- **Task requirements**: Write each line exactly as it stands, from the line containing "Objective — one point per instance of the black" through the end of the data.

Items from a data source:
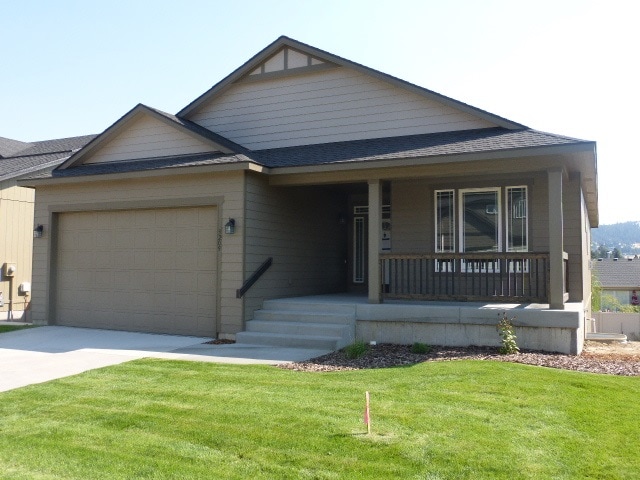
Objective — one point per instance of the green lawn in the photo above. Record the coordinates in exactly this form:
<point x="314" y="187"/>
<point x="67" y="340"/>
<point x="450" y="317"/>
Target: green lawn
<point x="463" y="419"/>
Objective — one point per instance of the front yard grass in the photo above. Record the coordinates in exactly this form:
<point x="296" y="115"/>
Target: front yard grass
<point x="440" y="420"/>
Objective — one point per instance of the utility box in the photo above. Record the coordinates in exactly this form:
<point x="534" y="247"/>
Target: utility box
<point x="9" y="270"/>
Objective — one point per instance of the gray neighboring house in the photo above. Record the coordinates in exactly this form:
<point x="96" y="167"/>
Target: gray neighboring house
<point x="619" y="278"/>
<point x="19" y="159"/>
<point x="306" y="199"/>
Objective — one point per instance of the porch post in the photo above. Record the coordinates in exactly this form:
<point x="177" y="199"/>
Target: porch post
<point x="375" y="220"/>
<point x="556" y="241"/>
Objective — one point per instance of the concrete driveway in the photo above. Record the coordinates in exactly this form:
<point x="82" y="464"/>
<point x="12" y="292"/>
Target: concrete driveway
<point x="41" y="354"/>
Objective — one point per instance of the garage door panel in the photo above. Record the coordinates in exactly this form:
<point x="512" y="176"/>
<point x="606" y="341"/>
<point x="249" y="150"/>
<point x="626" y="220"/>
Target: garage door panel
<point x="139" y="270"/>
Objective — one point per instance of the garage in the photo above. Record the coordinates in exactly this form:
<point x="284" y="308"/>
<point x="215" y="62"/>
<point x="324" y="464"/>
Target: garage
<point x="151" y="270"/>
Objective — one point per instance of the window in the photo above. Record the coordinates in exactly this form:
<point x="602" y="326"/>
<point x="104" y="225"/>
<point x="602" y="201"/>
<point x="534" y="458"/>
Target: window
<point x="517" y="224"/>
<point x="445" y="221"/>
<point x="480" y="219"/>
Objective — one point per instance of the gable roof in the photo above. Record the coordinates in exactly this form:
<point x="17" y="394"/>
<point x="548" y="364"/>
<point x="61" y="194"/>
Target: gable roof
<point x="9" y="147"/>
<point x="361" y="152"/>
<point x="248" y="67"/>
<point x="622" y="273"/>
<point x="216" y="142"/>
<point x="37" y="156"/>
<point x="413" y="146"/>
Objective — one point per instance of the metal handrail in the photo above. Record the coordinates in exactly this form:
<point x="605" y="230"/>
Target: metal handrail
<point x="254" y="277"/>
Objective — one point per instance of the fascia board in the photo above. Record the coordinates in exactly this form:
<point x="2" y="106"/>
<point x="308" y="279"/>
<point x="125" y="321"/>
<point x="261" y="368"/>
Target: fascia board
<point x="164" y="172"/>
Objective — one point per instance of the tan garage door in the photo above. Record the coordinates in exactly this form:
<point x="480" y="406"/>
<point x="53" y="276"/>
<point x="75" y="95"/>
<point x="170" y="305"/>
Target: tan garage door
<point x="140" y="270"/>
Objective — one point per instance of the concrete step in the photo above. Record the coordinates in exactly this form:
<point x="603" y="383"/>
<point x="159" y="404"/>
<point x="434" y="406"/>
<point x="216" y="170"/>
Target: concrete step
<point x="308" y="315"/>
<point x="299" y="328"/>
<point x="306" y="306"/>
<point x="288" y="340"/>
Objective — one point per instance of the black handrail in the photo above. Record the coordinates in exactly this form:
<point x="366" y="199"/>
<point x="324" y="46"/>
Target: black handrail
<point x="254" y="278"/>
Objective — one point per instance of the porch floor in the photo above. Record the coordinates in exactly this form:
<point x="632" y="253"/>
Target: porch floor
<point x="361" y="299"/>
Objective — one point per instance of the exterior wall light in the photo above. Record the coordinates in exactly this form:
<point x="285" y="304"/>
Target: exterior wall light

- **Worked answer**:
Objective — one point per instance of the black handrail in the photo above. Record the coordinates in exactly this form:
<point x="366" y="199"/>
<point x="324" y="46"/>
Target: black handrail
<point x="254" y="278"/>
Objective — one point per instance of the porch floor in the photo above. Record the coordinates in exactly this form:
<point x="632" y="253"/>
Target: porch floor
<point x="361" y="299"/>
Objective — one point per instance of the exterior wall light in the photo above. Record the coordinates in exactly this form:
<point x="285" y="304"/>
Target: exterior wall light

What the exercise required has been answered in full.